**Exercise brief**
Each entry here is to be restated word for word.

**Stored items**
****************

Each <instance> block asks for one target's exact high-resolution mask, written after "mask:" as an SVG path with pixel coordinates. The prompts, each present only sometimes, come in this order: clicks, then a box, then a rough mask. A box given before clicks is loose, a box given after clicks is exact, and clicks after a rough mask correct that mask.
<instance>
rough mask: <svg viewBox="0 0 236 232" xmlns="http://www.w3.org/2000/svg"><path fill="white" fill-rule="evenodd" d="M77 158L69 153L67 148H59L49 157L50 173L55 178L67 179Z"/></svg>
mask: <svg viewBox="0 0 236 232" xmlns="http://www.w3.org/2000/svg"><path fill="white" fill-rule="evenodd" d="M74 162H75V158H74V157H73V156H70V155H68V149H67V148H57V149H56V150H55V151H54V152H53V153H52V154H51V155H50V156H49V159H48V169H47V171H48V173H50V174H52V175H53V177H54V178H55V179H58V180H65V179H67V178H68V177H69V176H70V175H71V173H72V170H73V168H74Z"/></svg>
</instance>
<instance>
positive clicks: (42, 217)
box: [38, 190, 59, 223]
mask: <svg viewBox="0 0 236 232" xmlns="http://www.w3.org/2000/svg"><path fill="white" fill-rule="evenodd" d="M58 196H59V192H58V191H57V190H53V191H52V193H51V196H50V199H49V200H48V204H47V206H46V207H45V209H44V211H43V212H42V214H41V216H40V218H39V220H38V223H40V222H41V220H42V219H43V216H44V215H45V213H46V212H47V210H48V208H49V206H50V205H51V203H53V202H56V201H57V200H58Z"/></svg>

****************

**Expected output**
Each <instance> block asks for one target's exact high-resolution mask, written after "mask:" as an SVG path with pixel coordinates. The prompts, each present only sometimes, come in this order: clicks, then a box, then a rough mask. A box given before clicks is loose, a box given after clicks is exact, and clicks after a rough mask correct that mask.
<instance>
rough mask: <svg viewBox="0 0 236 232" xmlns="http://www.w3.org/2000/svg"><path fill="white" fill-rule="evenodd" d="M77 158L69 153L67 148H59L49 157L50 173L55 178L67 179Z"/></svg>
mask: <svg viewBox="0 0 236 232" xmlns="http://www.w3.org/2000/svg"><path fill="white" fill-rule="evenodd" d="M74 162H75V158H74V157H73V156H70V155H68V149H67V148H57V149H56V150H55V151H54V152H53V153H52V154H51V155H50V156H49V159H48V169H47V171H48V173H50V174H52V175H53V177H54V178H55V179H58V180H65V179H67V178H68V177H69V176H70V175H71V173H72V170H73V168H74Z"/></svg>
</instance>
<instance>
positive clicks: (42, 217)
box: [38, 190, 59, 223]
mask: <svg viewBox="0 0 236 232" xmlns="http://www.w3.org/2000/svg"><path fill="white" fill-rule="evenodd" d="M58 196H59V192H58V191H57V190H53V191H52V193H51V196H50V199H49V200H48V204H47V206H46V207H45V209H44V211H43V212H42V214H41V216H40V218H39V220H38V223H40V222H41V220H42V219H43V216H44V215H45V213H46V212H47V210H48V208H49V206H50V205H51V203H53V202H56V201H57V200H58Z"/></svg>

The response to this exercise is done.